[Brief]: Rewrite every line from the one that contains "Which element on screen is the forested" through the end of the records, including that line and the requests. Raise each bounding-box coordinate in the answers by 74.

[Provided data]:
---*---
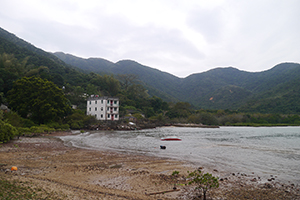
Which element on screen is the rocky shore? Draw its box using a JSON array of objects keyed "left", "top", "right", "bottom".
[{"left": 0, "top": 132, "right": 300, "bottom": 200}]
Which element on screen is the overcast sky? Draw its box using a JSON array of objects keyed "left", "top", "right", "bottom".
[{"left": 0, "top": 0, "right": 300, "bottom": 77}]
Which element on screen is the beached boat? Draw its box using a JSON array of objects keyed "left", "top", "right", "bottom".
[{"left": 160, "top": 136, "right": 181, "bottom": 141}]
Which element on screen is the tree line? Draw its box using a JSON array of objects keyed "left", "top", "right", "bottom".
[{"left": 0, "top": 53, "right": 300, "bottom": 142}]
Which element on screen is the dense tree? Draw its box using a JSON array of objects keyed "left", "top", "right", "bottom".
[{"left": 7, "top": 77, "right": 71, "bottom": 124}]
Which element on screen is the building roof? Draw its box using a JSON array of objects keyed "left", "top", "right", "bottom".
[{"left": 87, "top": 95, "right": 119, "bottom": 101}]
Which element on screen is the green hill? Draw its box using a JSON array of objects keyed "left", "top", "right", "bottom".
[{"left": 0, "top": 28, "right": 300, "bottom": 113}]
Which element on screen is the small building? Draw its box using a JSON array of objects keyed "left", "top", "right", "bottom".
[{"left": 86, "top": 95, "right": 120, "bottom": 121}]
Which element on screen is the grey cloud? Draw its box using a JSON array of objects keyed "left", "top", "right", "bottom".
[{"left": 187, "top": 7, "right": 224, "bottom": 43}]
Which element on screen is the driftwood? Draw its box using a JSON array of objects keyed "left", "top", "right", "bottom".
[{"left": 146, "top": 189, "right": 180, "bottom": 196}]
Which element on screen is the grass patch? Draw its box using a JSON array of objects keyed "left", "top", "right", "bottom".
[{"left": 0, "top": 177, "right": 61, "bottom": 199}]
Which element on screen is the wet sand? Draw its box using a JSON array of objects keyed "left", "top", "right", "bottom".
[{"left": 0, "top": 132, "right": 300, "bottom": 200}]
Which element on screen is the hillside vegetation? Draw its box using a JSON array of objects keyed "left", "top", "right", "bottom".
[
  {"left": 0, "top": 28, "right": 300, "bottom": 145},
  {"left": 54, "top": 52, "right": 300, "bottom": 113}
]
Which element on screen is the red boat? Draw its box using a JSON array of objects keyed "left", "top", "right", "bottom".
[{"left": 160, "top": 136, "right": 181, "bottom": 141}]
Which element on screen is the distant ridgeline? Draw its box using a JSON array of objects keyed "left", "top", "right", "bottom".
[{"left": 0, "top": 28, "right": 300, "bottom": 114}]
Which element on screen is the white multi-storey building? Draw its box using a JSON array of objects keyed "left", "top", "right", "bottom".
[{"left": 86, "top": 96, "right": 120, "bottom": 121}]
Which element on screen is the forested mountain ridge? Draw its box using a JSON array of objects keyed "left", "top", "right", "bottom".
[
  {"left": 0, "top": 28, "right": 300, "bottom": 113},
  {"left": 54, "top": 53, "right": 300, "bottom": 113}
]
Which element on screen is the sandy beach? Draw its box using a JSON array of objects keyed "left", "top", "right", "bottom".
[{"left": 0, "top": 132, "right": 300, "bottom": 200}]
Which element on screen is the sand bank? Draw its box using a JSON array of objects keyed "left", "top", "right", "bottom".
[{"left": 0, "top": 132, "right": 300, "bottom": 199}]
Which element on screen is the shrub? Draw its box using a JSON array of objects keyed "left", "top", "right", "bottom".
[
  {"left": 0, "top": 120, "right": 18, "bottom": 143},
  {"left": 188, "top": 169, "right": 219, "bottom": 200}
]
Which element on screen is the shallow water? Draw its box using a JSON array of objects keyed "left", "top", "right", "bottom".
[{"left": 60, "top": 127, "right": 300, "bottom": 184}]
---*---
[Completed task]:
Which element on screen is the forested mountain ridge? Draw its box using a JSON array of objects keyed "left", "top", "right", "bottom".
[
  {"left": 74, "top": 102, "right": 374, "bottom": 187},
  {"left": 128, "top": 127, "right": 374, "bottom": 187}
]
Which element on screen is the sandy beach? Draw its box using a JSON array of objects keyed "left", "top", "right", "bottom".
[{"left": 74, "top": 206, "right": 374, "bottom": 274}]
Which element on screen is the sand bank? Draw its box using a JSON array of objects keyed "left", "top", "right", "bottom".
[{"left": 74, "top": 206, "right": 374, "bottom": 273}]
Which element on screen is the shrub? Draw its box using a JSON array of objects keyed "left", "top", "right", "bottom".
[
  {"left": 74, "top": 194, "right": 92, "bottom": 217},
  {"left": 262, "top": 243, "right": 293, "bottom": 274}
]
Which element on screen is the shallow water? Draw its box using a JSON array of objects keyed "left", "top", "right", "bottom".
[{"left": 134, "top": 201, "right": 374, "bottom": 258}]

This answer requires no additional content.